- **TEXTE FOURNI**
- - -
Création par Emma-Kate Guimond
Texte par Paule Mackrous

 

Plus d’informations sur l’installation

 

 

Une femme dans une robe aux allures futuristes se lève, puis se couche au sol. Elle se relève encore, puis se recouche. Elle répète cette séquence durant une heure à l’intérieur de la vitrine. C’est une projection-vidéo de la performance qui prendra le relais durant tout le mois de l’exposition. Nous y contemplons, en continu, ce geste familier devenir extraordinaire dans la répétition rapprochée.  

J’écris « séquence », comme s’il y avait là une linéarité, une succession de formes, mais il faudrait plutôt appeler cela un cycle. À un certain moment, il n’est plus possible de savoir depuis quelle posture le mouvement commence et avec laquelle il se termine. Entre le moment du corps étendu et celui du corps dressé, il y a le temps qui passe, mais aussi l’effort qui change. Malgré un visage neutre, un labeur devient visible au fil des minutes. Il se traduit dans la coloration de la peau, dans les petites oscillations musculaires et les légers tremblements du corps de l’artiste. S’il y a une linéarité, un dénouement, c’est là qu’ils se trouvent, car même le texte au bas de l’écran ne raconte pas une histoire. Il renvoie à un temps cyclique et au moment présent, comme si nous avions accès aux pensées décousues qui traversent l’esprit de la performeuse :

 

you lie down.
- - -
- **ENTRÉES FOURNIES**

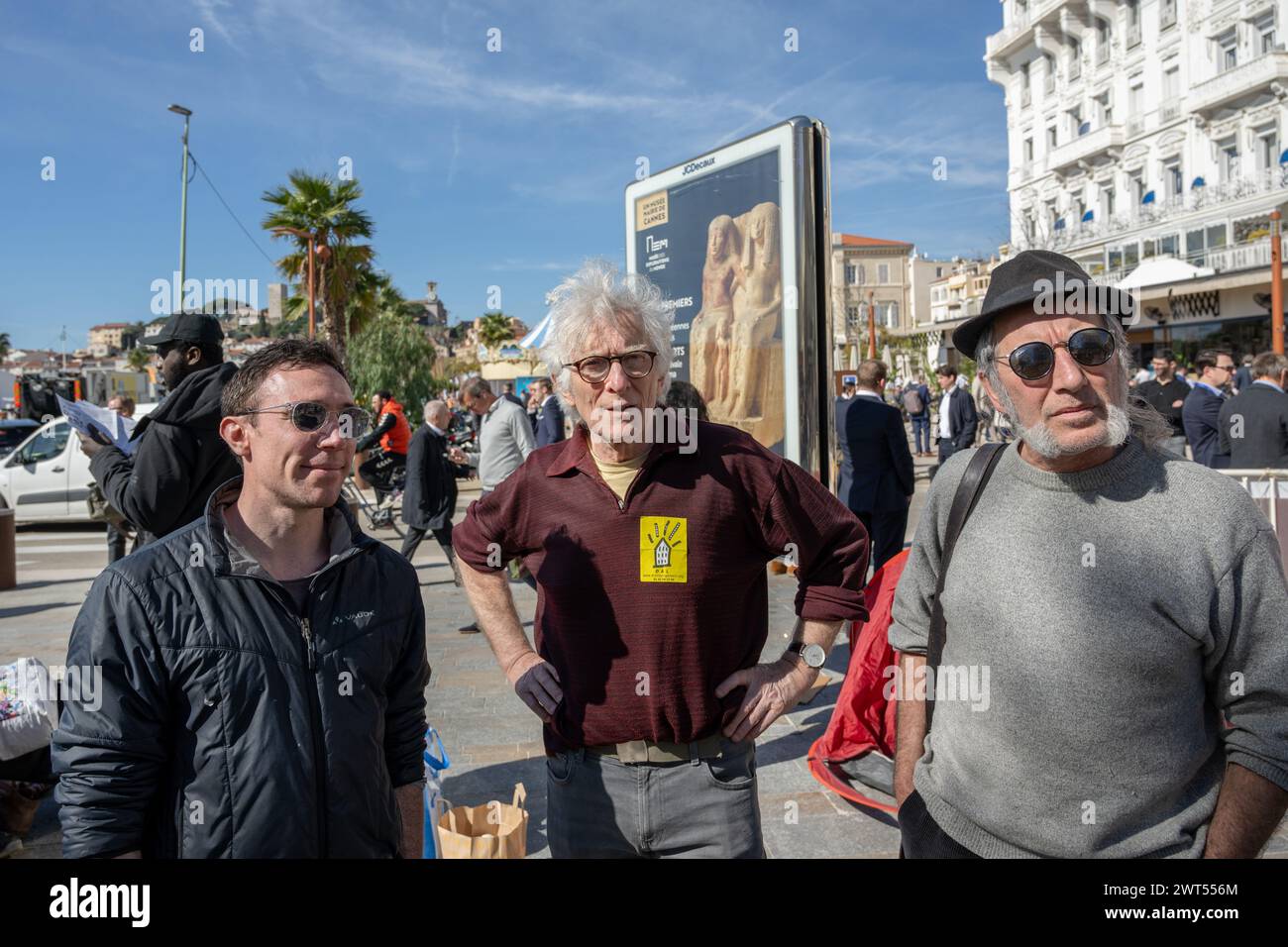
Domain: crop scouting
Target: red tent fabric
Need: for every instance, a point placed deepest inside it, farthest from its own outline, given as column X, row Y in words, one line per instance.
column 863, row 720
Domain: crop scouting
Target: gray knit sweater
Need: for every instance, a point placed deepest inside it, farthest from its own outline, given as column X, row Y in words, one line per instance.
column 1112, row 613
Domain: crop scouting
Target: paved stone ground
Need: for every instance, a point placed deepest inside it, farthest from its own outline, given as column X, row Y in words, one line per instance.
column 492, row 740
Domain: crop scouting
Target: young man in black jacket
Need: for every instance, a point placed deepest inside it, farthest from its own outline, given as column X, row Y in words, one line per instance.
column 263, row 669
column 178, row 458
- - -
- **CONSIGNE**
Dans le texte sur la performance, recopiez le passage situé entre « Une femme dans » et « la répétition rapprochée. », inclus, en substituant « galerie » à « vitrine ». La liste n'est pas utile ici.

- **RÉPONSE**
Une femme dans une robe aux allures futuristes se lève, puis se couche au sol. Elle se relève encore, puis se recouche. Elle répète cette séquence durant une heure à l’intérieur de la galerie. C’est une projection-vidéo de la performance qui prendra le relais durant tout le mois de l’exposition. Nous y contemplons, en continu, ce geste familier devenir extraordinaire dans la répétition rapprochée.